Region pointing data
::::::

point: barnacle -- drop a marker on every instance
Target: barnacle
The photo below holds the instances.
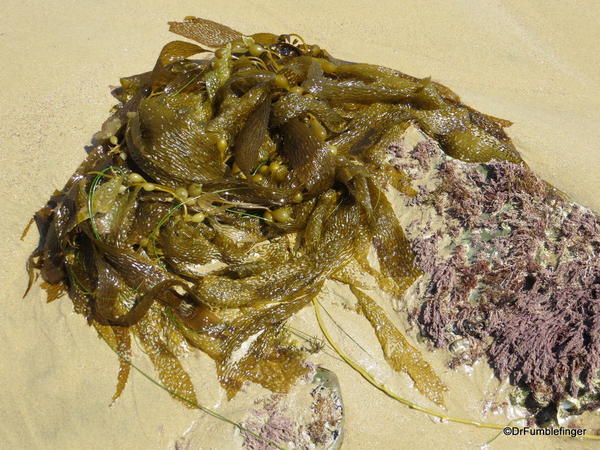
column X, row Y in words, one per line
column 226, row 159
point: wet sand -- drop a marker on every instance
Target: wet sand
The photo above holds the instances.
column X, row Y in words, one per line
column 535, row 63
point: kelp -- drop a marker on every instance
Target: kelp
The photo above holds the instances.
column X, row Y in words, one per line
column 224, row 191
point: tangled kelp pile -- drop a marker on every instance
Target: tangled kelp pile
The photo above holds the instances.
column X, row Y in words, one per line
column 224, row 191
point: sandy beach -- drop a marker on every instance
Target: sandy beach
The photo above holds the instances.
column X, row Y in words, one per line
column 535, row 63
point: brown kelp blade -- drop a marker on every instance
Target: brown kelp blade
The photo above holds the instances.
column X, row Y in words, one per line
column 398, row 352
column 252, row 136
column 204, row 31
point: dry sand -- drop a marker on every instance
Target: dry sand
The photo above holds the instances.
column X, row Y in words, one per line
column 533, row 62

::::::

### WHAT THIS TASK INVOLVES:
Output the line containing "Target: dry sand" together with all later lines of the entries, exactly as written, through the final line.

### YOUR RESPONSE:
Target: dry sand
The photo above holds the instances.
column X, row Y in words, one per line
column 533, row 62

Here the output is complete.